* _Set problem 1_: Summarize the patch review in two sentences.

* _Selection_:
###
On 03/12/15 16:42, David Vrabel wrote:
> From: David Vrabel <dvrabel@cantab.net>
> 
> Holding the p2m lock while calling ept_sync_domain() is very expensive
> since it does a on_selected_cpus() call.  IPIs on many socket machines
> can be very slows and on_selected_cpus() is serialized.
> 
> Defer the invalidate until the p2m lock is released.  Since the processor
> may cache partial translations, we also need to make sure any page table
> pages to be freed are not freed until the invalidate is complete.  Such
> pages are temporarily stored in a list.
> 
> Signed-off-by: David Vrabel <david.vrabel@citrix.com>

Looks good.

One thing is that now (actually since the previous patch) the flush in
__ept_sync_domain() itself is actually entirely redundant, as the check
will happen on the vmentry path again anyway.  But I think you do want
to wait until at least all vcpus have been interrupted, and
on_selected_cpus() looks like the simplest way to do that.  (Otherwise
you could just call smp_send_event_check_mask() and get rid of
__ept_sync_domain() entirely.)

Jan / Andy, any thoughts?

 -George

> ---
> v2:
> - use per-p2m list for deferred pages.
> - update synced_mask while holding write lock.
> ---
>  xen/arch/x86/mm/mm-locks.h | 23 ++++++++++++++--------
>  xen/arch/x86/mm/p2m-ept.c  | 48 +++++++++++++++++++++++++++++++++++++---------
>  xen/arch/x86/mm/p2m.c      | 18 +++++++++++++++++
>  xen/include/asm-x86/p2m.h  |  7 +++++++
>  4 files changed, 79 insertions(+), 17 deletions(-)
> 
> diff --git a/xen/arch/x86/mm/mm-locks.h b/xen/arch/x86/mm/mm-locks.h
> index 76c7217..b5eb560 100644
> --- a/xen/arch/x86/mm/mm-locks.h
> +++ b/xen/arch/x86/mm/mm-locks.h
> @@ -263,14 +263,21 @@ declare_mm_lock(altp2mlist)
###
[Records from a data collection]

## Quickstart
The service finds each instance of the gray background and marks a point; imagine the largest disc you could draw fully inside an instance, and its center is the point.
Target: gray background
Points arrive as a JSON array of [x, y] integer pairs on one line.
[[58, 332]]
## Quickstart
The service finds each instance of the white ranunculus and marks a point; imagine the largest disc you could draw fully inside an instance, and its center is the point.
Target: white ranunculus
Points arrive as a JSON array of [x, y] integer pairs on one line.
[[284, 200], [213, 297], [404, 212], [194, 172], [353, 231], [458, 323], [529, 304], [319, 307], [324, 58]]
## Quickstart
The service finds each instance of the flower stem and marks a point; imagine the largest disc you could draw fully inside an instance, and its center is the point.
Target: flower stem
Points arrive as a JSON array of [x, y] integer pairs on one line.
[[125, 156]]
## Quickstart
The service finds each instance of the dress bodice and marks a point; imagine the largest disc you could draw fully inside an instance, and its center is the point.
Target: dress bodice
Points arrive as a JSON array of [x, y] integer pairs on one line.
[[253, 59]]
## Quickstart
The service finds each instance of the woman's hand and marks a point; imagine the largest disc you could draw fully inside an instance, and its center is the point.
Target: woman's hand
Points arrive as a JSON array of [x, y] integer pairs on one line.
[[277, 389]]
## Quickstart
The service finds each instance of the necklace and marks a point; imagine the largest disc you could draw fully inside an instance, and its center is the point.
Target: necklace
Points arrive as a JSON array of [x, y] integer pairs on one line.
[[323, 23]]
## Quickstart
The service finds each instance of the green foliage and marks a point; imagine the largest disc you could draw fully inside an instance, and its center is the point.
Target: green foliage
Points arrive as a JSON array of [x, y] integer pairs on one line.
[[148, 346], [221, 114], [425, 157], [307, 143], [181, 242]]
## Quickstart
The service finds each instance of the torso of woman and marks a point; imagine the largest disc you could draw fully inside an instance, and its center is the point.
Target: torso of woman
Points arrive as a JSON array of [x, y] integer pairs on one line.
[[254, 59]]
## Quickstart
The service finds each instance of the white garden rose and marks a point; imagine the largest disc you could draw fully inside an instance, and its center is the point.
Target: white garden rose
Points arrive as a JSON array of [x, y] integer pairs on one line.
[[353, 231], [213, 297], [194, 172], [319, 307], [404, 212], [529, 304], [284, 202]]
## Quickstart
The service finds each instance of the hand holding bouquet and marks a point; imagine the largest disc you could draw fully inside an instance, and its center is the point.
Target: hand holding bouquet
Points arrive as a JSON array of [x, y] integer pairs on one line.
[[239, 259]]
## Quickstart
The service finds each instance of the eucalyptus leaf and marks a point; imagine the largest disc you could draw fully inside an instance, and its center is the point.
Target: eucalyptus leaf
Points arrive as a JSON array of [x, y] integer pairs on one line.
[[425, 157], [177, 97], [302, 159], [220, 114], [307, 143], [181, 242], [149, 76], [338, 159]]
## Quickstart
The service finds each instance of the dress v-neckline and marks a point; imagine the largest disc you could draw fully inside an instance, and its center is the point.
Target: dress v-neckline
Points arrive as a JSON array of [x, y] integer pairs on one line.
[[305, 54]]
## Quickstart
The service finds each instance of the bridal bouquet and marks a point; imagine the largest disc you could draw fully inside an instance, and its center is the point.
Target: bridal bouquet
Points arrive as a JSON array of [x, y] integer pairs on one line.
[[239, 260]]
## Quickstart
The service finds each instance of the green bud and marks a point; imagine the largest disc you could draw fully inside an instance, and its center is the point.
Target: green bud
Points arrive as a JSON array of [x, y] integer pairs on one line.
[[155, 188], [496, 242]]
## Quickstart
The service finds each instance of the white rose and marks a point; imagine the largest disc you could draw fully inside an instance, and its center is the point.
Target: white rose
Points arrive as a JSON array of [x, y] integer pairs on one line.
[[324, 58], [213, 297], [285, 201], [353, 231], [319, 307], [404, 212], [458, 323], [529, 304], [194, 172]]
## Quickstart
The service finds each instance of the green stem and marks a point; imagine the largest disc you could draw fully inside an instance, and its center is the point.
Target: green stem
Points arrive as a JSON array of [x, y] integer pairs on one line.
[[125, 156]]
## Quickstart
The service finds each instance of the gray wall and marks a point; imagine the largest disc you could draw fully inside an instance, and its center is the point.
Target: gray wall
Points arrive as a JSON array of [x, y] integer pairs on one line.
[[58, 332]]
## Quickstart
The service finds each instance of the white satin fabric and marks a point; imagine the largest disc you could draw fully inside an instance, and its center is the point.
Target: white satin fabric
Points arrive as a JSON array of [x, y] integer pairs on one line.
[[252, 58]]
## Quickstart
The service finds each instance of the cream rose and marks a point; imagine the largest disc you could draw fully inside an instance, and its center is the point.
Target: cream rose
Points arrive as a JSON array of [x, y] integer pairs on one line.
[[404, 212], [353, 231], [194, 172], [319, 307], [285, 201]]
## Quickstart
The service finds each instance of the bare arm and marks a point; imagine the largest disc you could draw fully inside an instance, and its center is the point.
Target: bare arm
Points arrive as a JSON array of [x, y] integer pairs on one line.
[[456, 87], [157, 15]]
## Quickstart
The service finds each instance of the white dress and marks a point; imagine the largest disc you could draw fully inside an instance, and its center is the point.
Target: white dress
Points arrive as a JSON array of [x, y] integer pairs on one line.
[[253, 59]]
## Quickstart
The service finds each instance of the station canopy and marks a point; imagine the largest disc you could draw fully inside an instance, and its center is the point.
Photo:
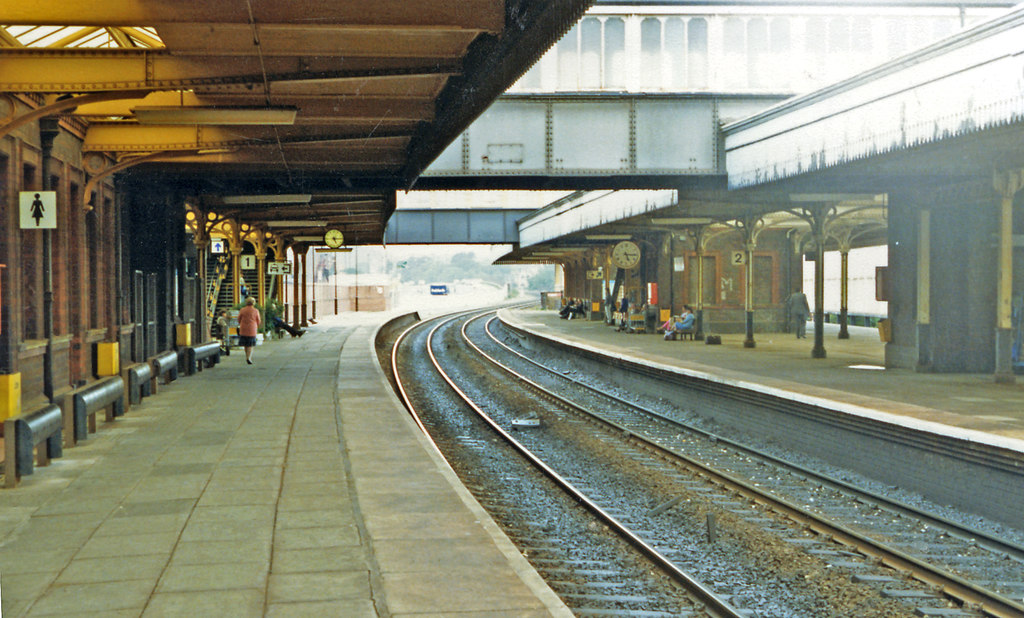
###
* _Set problem 2_: Find every line in the listing that contains the word "satin", and copy each of those lines.

* _Response 1_: The patch defers the EPT invalidate until the p2m lock is released, because holding that lock while calling ept_sync_domain() is expensive, and it keeps page table pages in a list so they are not freed before the invalidate is complete. The reply approves the change and notes that the flush in __ept_sync_domain() is now redundant, since the check happens again on the vmentry path, but it says waiting until all vcpus have been interrupted is still wanted and on_selected_cpus() looks like the simplest way to do that.

* _Response 2_:
The service finds each instance of the white satin fabric and marks a point; imagine the largest disc you could draw fully inside an instance, and its center is the point.
Target: white satin fabric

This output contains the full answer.